Problemas por resolver —
• A. Copia literalmente del texto sobre Sebastião Salgado todo lo que va desde "La imagen pertenece" hasta "de polvo dorado.".
• B. Traduce al inglés la siguiente oración del texto sobre Sebastião Salgado: "Vi a un hombre que, junto a su esposa, logró lo imposible: devolverle el bosque a un desierto."
• C. Según el texto sobre Sebastião Salgado, ¿por qué su muerte debe servir como invitación a descubrirlo y a no dejar de mirar? Responde en una a tres oraciones.

Texto para leer —
La imagen pertenece a Serra Pelada, la mina de oro a cielo abierto más grande del mundo, ubicada en el sureste del estado de Pará, en Brasil. Cincuenta mil personas, herederas del delirio por El Dorado que trajo consigo la colonización, se lanzaron a ese abismo de barro, fiebre y miseria por un puñado de polvo dorado.
Pronto entendí que esa foto no era una pieza aislada. Pertenecía a una serie llamada Gold, donde Salgado retrató la peor adicción del ser humano: la riqueza. Caras embarradas, manos abiertas en ampollas, ojos llenos de hambre y sueños rotos. Me volví, con respeto y distancia, seguidora de su obra. Vi sus fotos en Indonesia, África, Ruanda, Guatemala. Siempre en blanco y negro. Siempre del lado de los oprimidos.
Después llegó La sal de la tierra, el documental de Wim Wenders que retrata su vida y trabajo. Pensé que vería a un hombre abatido, vencido por tanto horror. Pero no. Vi a alguien radicalmente esperanzado. Vi a un hombre que, junto a su esposa, logró lo imposible: devolverle el bosque a un desierto. Regenerar lo que parecía perdido. “Si todos fuéramos como él”, pensé, “la humanidad tendría una oportunidad”.
Sebastião Salgado murió a los 81 años. Una extraña forma de malaria que contrajo en Indonesia en 2010, durante la realización de Génesis, uno de sus proyectos más soñados, terminó pasándole factura 15 años después. Sin un testigo como él, perdemos la capacidad de autocrítica. Porque por más belleza que hayamos creado, la humanidad siempre está a un paso de darle otra vez la oportunidad a un Hitler. Por ahí caminan y dan discursos rostros anaranjados que cada vez se parecen más al líder de los nazis.
Que su muerte sea una invitación a quienes no lo conocen a descubrirlo. Y a quienes lo amamos, a no dejar de mirar. Porque mientras exista gente como Salgado, aún tenemos una posibilidad de luz.

Registros de una fuente de datos

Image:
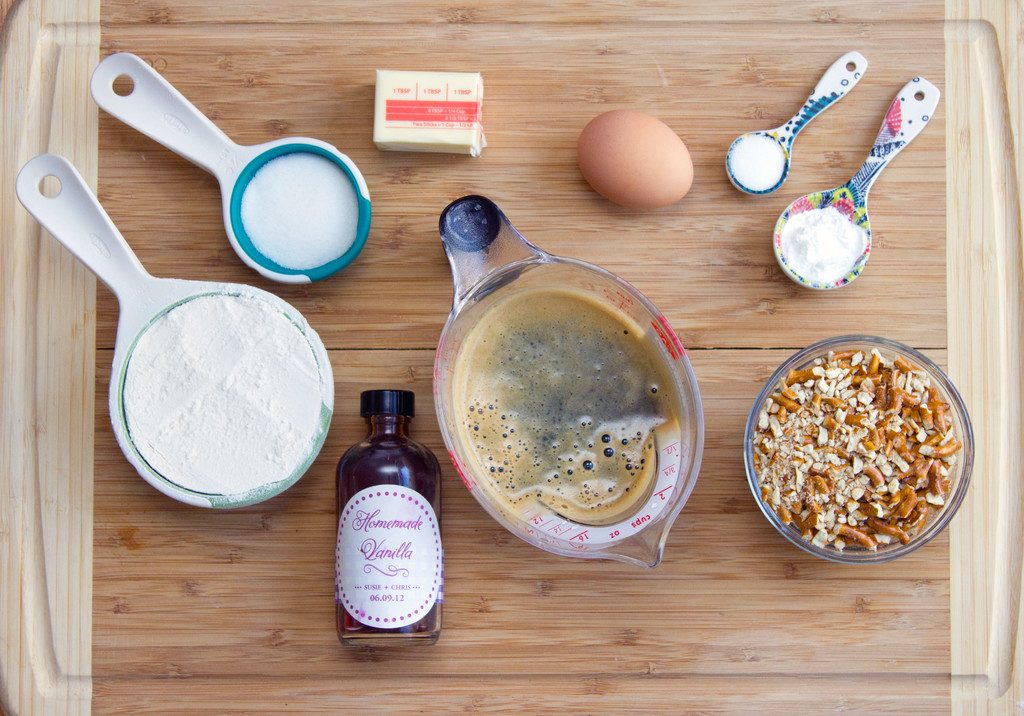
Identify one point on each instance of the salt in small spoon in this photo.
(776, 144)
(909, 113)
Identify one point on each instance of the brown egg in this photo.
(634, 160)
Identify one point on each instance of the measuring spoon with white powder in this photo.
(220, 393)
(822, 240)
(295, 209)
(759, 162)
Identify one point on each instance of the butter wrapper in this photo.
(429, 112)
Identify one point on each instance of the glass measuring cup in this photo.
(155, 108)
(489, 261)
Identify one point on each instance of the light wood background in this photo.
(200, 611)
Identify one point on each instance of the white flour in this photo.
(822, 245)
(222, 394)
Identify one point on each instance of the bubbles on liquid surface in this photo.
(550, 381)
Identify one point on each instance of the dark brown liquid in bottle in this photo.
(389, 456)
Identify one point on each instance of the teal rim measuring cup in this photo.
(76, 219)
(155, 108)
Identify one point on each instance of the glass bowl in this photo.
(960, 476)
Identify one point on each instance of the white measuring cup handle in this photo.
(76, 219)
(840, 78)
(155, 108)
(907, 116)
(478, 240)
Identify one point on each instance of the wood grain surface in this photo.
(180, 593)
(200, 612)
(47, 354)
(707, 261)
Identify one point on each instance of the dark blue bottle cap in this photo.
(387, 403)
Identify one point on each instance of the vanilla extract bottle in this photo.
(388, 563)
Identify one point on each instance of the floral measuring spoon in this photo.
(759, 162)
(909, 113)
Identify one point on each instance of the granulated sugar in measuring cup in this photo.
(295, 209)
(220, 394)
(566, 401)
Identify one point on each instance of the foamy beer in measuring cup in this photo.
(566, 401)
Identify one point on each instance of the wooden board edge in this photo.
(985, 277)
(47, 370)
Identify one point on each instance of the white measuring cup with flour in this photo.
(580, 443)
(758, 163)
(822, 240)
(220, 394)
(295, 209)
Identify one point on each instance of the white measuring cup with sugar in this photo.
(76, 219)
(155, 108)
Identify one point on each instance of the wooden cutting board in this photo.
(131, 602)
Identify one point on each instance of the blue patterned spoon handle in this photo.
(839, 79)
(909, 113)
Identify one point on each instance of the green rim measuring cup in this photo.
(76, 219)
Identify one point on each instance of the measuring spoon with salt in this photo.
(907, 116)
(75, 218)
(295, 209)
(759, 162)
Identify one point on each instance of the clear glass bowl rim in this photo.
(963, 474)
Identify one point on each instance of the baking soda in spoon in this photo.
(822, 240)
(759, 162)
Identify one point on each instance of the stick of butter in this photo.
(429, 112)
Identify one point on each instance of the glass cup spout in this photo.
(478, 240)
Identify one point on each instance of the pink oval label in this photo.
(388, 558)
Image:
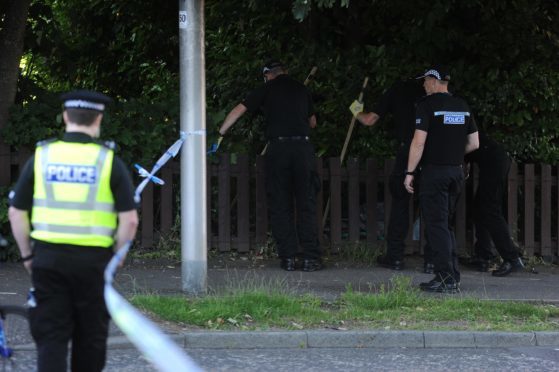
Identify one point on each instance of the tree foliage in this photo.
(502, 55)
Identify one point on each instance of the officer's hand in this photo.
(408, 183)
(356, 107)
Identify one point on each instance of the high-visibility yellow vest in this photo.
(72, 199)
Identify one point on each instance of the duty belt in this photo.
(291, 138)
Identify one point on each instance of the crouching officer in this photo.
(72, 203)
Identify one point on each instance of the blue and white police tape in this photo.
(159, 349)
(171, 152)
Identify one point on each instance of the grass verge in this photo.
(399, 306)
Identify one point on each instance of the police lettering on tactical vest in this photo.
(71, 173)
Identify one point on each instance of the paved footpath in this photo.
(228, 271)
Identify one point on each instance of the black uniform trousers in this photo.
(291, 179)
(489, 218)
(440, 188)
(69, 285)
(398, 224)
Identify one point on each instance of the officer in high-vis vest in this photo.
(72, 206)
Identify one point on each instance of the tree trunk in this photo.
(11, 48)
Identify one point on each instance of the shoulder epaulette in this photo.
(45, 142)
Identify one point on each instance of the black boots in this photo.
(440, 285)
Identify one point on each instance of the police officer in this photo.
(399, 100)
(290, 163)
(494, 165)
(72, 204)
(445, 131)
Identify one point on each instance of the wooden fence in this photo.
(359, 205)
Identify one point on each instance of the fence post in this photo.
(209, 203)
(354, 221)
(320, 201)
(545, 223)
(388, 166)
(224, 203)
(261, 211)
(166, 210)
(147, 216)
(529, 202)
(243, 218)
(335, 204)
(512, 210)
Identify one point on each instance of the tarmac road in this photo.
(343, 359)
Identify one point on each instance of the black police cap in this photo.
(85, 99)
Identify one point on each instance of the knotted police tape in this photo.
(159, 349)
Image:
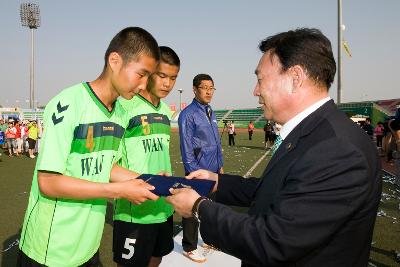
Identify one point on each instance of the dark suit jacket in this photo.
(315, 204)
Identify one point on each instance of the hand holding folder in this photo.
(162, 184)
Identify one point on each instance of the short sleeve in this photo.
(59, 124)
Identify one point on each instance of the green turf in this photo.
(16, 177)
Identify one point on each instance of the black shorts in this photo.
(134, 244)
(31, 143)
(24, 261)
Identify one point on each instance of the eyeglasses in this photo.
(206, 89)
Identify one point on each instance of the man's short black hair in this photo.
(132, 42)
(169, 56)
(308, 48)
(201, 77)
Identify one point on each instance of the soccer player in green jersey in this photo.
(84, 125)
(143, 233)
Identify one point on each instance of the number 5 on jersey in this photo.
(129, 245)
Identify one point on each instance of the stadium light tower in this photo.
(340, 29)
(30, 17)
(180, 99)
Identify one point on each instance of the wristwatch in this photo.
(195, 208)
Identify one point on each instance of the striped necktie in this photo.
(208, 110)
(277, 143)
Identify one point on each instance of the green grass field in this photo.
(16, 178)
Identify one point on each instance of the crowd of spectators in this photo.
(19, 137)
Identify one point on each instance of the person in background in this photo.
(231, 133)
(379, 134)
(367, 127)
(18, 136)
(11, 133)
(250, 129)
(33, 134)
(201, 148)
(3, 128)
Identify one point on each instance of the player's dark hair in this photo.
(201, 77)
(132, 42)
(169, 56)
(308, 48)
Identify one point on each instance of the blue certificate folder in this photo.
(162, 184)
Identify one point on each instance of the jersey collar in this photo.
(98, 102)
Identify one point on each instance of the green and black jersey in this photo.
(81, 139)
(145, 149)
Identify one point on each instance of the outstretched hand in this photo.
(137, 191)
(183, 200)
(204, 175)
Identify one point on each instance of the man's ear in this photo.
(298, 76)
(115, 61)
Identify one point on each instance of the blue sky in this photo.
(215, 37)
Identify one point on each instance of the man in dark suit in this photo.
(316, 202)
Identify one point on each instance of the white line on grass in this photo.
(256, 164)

Resultados del ejercicio —
• A.
La imagen pertenece a Serra Pelada, la mina de oro a cielo abierto más grande del mundo, ubicada en el sureste del estado de Pará, en Brasil. Cincuenta mil personas, herederas del delirio por El Dorado que trajo consigo la colonización, se lanzaron a ese abismo de barro, fiebre y miseria por un puñado de polvo dorado.

• B. I saw a man who, together with his wife, achieved the impossible: giving the forest back to a desert.

• C. Mientras exista gente como Salgado, aún tenemos una posibilidad de luz.